| Direction |
In the excerpt below on the interaction between CN⁻ and TrCl₄⁻ anions, what geometry does TrCl₄⁻ shift to from tetrahedral in the more stable E geometry?

| Page excerpt |
As the CN⁻ and TrCl₄⁻ anions both bear a negative charge, one might intuitively expect an electrostatic repulsion that only gets larger and larger as they approach one another. Yet a glance at Table 9 reveals a very substantial negative attractive electrostatic component. There are two elements in unraveling this paradox. In the first place, the mutual approach of the two anions causes a rather dramatic rearrangement of the Lewis acid's internal geometry. In the case of the more stable E geometry, TrCl₄⁻ shifts from tetrahedral to a see-saw geometry. This deformation has a drastic effect on the surrounding MEP, substantially enhancing its σ-holes opposite the two equatorial Cl atoms. Due to this rearrangement, V_s,max grows by some 50–80 kcal mol⁻¹, and achieves the values reported in the first column of Table 11. Note that despite the fact that this species remains an anion, the MEP is only slightly negative, and even positive for Al and In. On the other hand, the CN⁻ species does not situate itself precisely at the σ-hole positions which lie directly opposite the two Cl_e atoms, but instead directly between them. So it might be more appropriate to examine the MEP at the site of the C atom. As indicated in Table 11, the MEP here is more negative than at the two σ-holes, but remains far less negative than the σ-holes of the undistorted tetrahedral TrCl₄⁻ monomer, by between 42 and 68 kcal mol⁻¹. In either case the internal rearrangement of the acid is a major factor in allowing for an attractive electrostatic interaction.

| Records provided |
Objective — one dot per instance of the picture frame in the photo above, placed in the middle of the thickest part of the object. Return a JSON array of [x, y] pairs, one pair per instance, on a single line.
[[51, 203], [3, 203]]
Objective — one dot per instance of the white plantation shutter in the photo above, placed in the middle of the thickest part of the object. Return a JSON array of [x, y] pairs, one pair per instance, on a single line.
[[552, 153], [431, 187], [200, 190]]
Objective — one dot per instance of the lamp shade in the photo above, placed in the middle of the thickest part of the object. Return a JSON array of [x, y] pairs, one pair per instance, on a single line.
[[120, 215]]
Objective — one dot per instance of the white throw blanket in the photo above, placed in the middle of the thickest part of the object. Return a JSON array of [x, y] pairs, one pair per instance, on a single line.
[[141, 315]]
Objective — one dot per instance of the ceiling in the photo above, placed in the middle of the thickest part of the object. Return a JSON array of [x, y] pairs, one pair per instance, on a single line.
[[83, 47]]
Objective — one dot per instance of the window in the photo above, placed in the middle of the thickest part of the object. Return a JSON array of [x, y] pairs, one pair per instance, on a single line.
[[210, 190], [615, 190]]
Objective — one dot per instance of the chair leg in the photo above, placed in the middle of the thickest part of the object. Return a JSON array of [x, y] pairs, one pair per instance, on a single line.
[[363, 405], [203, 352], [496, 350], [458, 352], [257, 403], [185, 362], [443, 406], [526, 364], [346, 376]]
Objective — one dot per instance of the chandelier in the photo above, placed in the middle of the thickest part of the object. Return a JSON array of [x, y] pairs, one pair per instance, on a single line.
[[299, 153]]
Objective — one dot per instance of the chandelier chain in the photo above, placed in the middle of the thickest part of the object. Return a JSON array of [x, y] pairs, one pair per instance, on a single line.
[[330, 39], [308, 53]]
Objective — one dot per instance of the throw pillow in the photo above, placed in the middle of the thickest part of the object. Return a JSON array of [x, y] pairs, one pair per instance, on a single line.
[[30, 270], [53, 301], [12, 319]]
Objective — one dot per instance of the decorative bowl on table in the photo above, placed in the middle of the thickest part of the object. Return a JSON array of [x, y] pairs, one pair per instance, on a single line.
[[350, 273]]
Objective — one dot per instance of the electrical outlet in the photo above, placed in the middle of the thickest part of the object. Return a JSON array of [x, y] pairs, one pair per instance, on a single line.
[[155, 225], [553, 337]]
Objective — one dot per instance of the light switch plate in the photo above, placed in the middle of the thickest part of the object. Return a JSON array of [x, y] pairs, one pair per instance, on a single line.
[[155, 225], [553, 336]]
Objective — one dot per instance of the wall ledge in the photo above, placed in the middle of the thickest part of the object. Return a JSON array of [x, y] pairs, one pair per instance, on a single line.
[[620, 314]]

| Solution to the problem |
It shifts to a see-saw geometry.